Major Task #1: Data Manipulation in SAS

Introduction to Data Manipulation

Data manipulation – in other words, changing data or creating new data – is one of the most important tasks in practical business statistics. After capturing data, it is rarely the case that the initial sheet or database query is completely perfect for analysis. Often, changes need to be made, for various reasons such as:
  • Imperfections in the original data that need to be fixed
  • The need to add new data
  • The need to combine multiple datasets
While you can manipulate data in more basic spreadsheet programs like Microsoft Excel, you can also do so in SAS, and far more simply, flexibly and reliably. This book cannot cover much of the SAS data manipulation universe, which is enormous and world-leading. The next few sections can cover only a few salient topics. For a broader introduction to these topics, the reader should consult texts such as Delwitch & Slaughter (2012).

Creating New Datasets in SAS

As a first topic, we often create new datasets in SAS programming code. This section discusses the basics of doing this.
Of course, one way to create new datasets in SAS is to import them from elsewhere, such as importing Microsoft Excel files. Chapter 5 describes how to do this. This chapter is more interested in dealing with data once it is in SAS. To create or manipulate data in SAS we use a DATA” statement. Figure 6.4 Creating a new dataset in SAS shows the outline of a data step for creating a new dataset SAS.
Figure 6.4 Creating a new dataset in SAS
As seen in Figure 6.4 Creating a new dataset in SAS, if you wish to create a new dataset you do the following:
  1. Start with the keyword DATA, which tells SAS that you wish to create a new dataset.
  2. Name the new dataset. Note the following:
    1. Specify the name of a library and a dataset name, separated by a period (e.g. “Textbook.Transformed” in Figure 6.4 Creating a new dataset in SAS). The new SAS dataset will appear in the physical folder you have associated with this library. Of course, you have to have associated this library name with the folder beforehand, as described in Chapter 5.

• [Short task A]:
Print the passage from the SAS data manipulation section between "2. Name the" and "in Chapter 5.", inclusive.
• [Short task B]:
Answer these questions using the SAS data manipulation section:
(i) Which program does it name as an example of a more basic spreadsheet program?
(ii) Which chapter describes how to import files such as Microsoft Excel files?
(iii) What character separates the library name from the dataset name when naming a new dataset?

Picture annotation records:
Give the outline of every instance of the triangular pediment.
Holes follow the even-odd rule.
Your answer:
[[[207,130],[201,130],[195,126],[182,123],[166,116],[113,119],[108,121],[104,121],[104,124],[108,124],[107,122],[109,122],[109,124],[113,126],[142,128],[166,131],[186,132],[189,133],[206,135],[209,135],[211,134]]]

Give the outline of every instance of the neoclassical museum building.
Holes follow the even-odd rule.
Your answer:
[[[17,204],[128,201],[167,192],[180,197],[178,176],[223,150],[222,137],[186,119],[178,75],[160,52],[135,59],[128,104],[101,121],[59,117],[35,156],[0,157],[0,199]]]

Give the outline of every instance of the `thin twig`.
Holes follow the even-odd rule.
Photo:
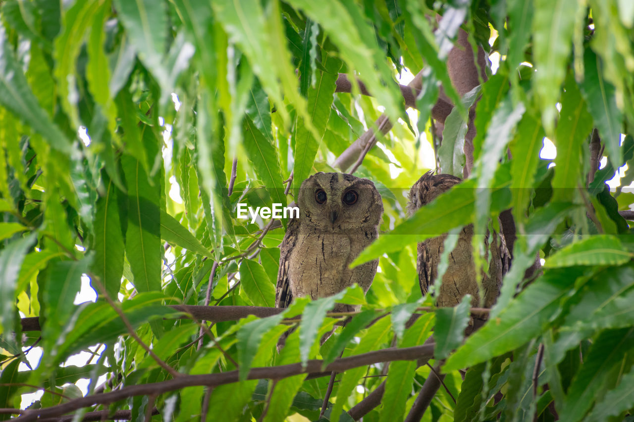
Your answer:
[[[209,387],[205,389],[205,397],[202,400],[202,409],[200,410],[200,420],[207,420],[207,412],[209,411],[209,399],[211,399],[211,392],[214,387]]]
[[[276,379],[273,379],[271,383],[271,390],[269,390],[268,393],[266,395],[266,404],[264,405],[264,410],[262,411],[262,414],[260,415],[259,418],[257,419],[257,422],[262,422],[264,420],[264,416],[269,411],[269,407],[271,406],[271,398],[273,395],[273,390],[275,390],[275,386],[277,385],[278,380]],[[321,416],[320,416],[321,417]]]
[[[373,365],[381,362],[392,361],[415,361],[422,358],[431,358],[434,354],[435,345],[425,344],[421,346],[404,348],[389,348],[375,350],[354,356],[348,356],[335,359],[323,368],[324,362],[321,360],[310,359],[305,365],[301,362],[271,366],[251,368],[247,376],[247,380],[260,380],[275,378],[281,380],[301,374],[313,373],[323,373],[323,371],[343,372],[347,369],[367,365]],[[434,378],[434,377],[430,377]],[[27,414],[16,418],[16,422],[36,421],[39,418],[51,418],[65,414],[78,409],[98,404],[108,404],[128,397],[147,395],[148,394],[161,394],[174,391],[186,387],[217,386],[236,383],[240,381],[238,370],[227,372],[184,375],[166,381],[146,384],[138,384],[124,387],[117,391],[102,394],[90,395],[71,400],[61,404],[46,407],[34,409]]]
[[[537,356],[535,357],[535,368],[533,369],[533,397],[537,399],[537,387],[540,376],[540,367],[544,358],[544,343],[540,343],[537,349]],[[536,414],[536,417],[537,415]]]
[[[451,400],[453,400],[453,404],[456,404],[456,399],[453,397],[453,395],[451,394],[451,392],[450,392],[449,390],[449,388],[447,387],[447,385],[444,383],[444,376],[443,377],[441,377],[440,374],[439,374],[436,371],[436,370],[435,369],[434,369],[433,366],[432,366],[431,365],[429,364],[429,362],[427,362],[427,366],[429,367],[429,369],[431,370],[431,371],[432,373],[434,373],[434,374],[436,375],[438,378],[438,381],[439,381],[441,382],[441,383],[443,384],[443,387],[444,387],[444,390],[446,392],[447,392],[447,394],[449,394],[449,397],[450,397],[451,398]]]
[[[209,302],[210,300],[211,300],[211,286],[214,285],[214,277],[216,276],[216,270],[217,268],[218,268],[218,262],[214,261],[214,265],[212,265],[211,267],[211,273],[209,274],[209,281],[207,285],[207,294],[205,296],[205,306],[209,306]],[[198,340],[198,347],[196,348],[196,350],[200,350],[200,348],[202,347],[202,333],[203,333],[203,329],[202,326],[201,326],[200,329],[198,331],[198,335],[200,336],[200,340]]]
[[[330,380],[328,381],[328,388],[326,388],[326,394],[323,396],[323,402],[321,403],[321,411],[320,412],[319,418],[317,419],[321,419],[323,417],[323,414],[326,412],[326,409],[328,407],[328,402],[330,399],[330,395],[332,393],[332,387],[335,385],[335,376],[337,376],[337,373],[333,371],[332,373],[330,374]]]
[[[106,289],[103,286],[103,285],[101,284],[101,280],[99,279],[99,278],[94,276],[94,274],[91,274],[91,278],[93,279],[93,281],[94,282],[94,285],[97,288],[99,289],[100,293],[102,295],[104,298],[105,298],[108,304],[113,309],[114,309],[115,312],[117,312],[117,314],[119,315],[119,317],[121,318],[121,321],[123,321],[124,324],[126,326],[126,328],[127,329],[128,333],[132,336],[133,338],[134,339],[134,341],[138,343],[139,345],[143,347],[143,350],[147,352],[148,354],[150,355],[153,359],[154,359],[154,361],[158,364],[159,366],[167,371],[170,375],[175,378],[181,376],[183,374],[179,373],[173,368],[164,362],[162,359],[158,357],[158,356],[157,356],[157,354],[152,351],[152,349],[150,348],[148,345],[145,344],[145,343],[141,340],[141,338],[139,337],[139,336],[136,335],[136,332],[134,331],[134,328],[132,326],[132,324],[130,324],[130,321],[128,320],[127,317],[126,316],[126,314],[124,314],[121,309],[119,308],[119,307],[112,301],[112,299],[110,298],[110,295],[106,292]]]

• [Full response A]:
2. Name the new dataset. Note the following:
    1. Specify the name of a library and a dataset name, separated by a period (e.g. “Textbook.Transformed” in Figure 6.4 Creating a new dataset in SAS). The new SAS dataset will appear in the physical folder you have associated with this library. Of course, you have to have associated this library name with the folder beforehand, as described in Chapter 5.

• [Full response B]:
(i) Microsoft Excel
(ii) Chapter 5
(iii) A period